**What the exercise asks:**
Copy every row below word for word, leaving out the pictures.

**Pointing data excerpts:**
- - - - - - -

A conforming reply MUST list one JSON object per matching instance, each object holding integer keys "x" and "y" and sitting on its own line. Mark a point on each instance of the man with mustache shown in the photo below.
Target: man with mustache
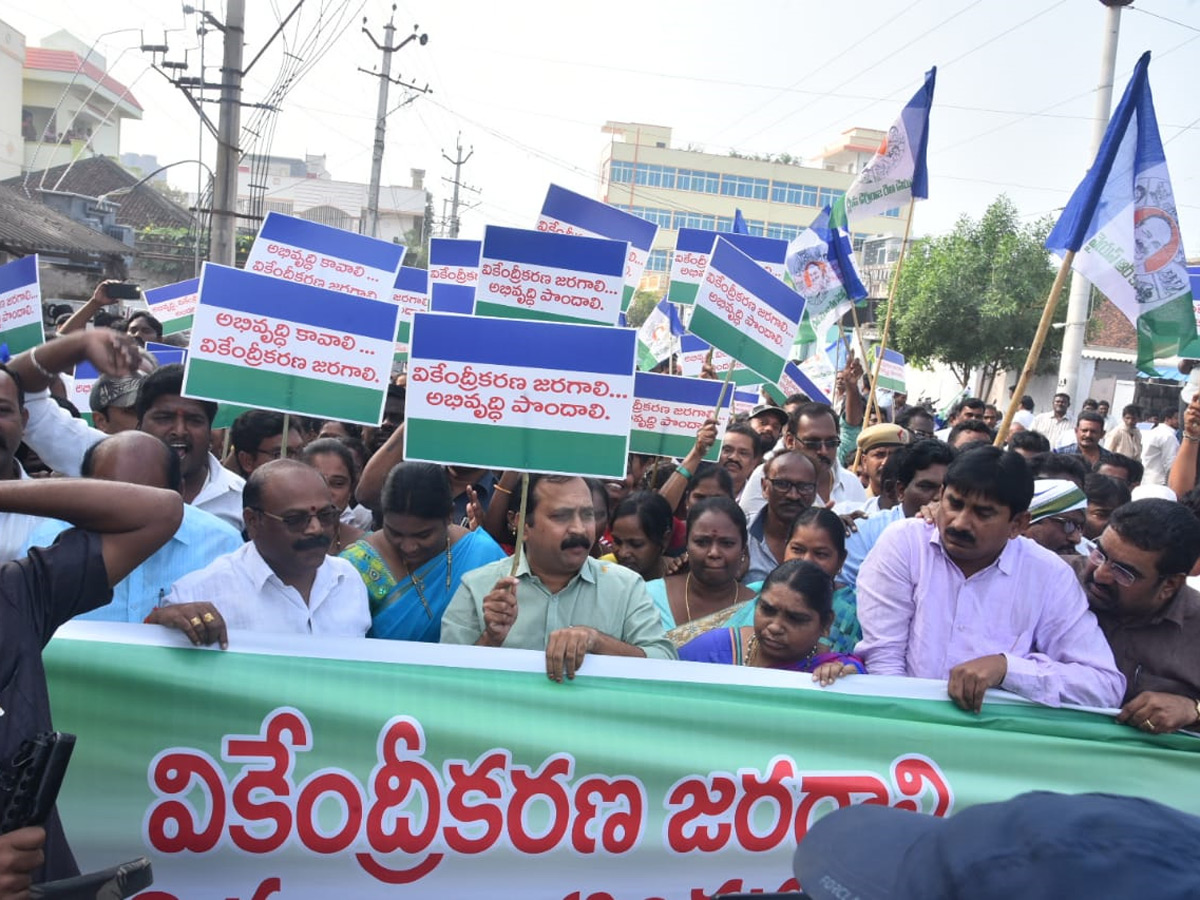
{"x": 970, "y": 600}
{"x": 813, "y": 430}
{"x": 283, "y": 580}
{"x": 1135, "y": 581}
{"x": 562, "y": 600}
{"x": 790, "y": 486}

- - - - - - -

**Reply to the exercise:**
A conforming reply MUST list one JSON object per matching instance, each object holding integer keys "x" and "y" and sitting on its own line. Mark a point on each instance of the man with mustache shown in the photo below.
Target: man with mustache
{"x": 970, "y": 600}
{"x": 813, "y": 430}
{"x": 283, "y": 580}
{"x": 1135, "y": 581}
{"x": 562, "y": 600}
{"x": 790, "y": 486}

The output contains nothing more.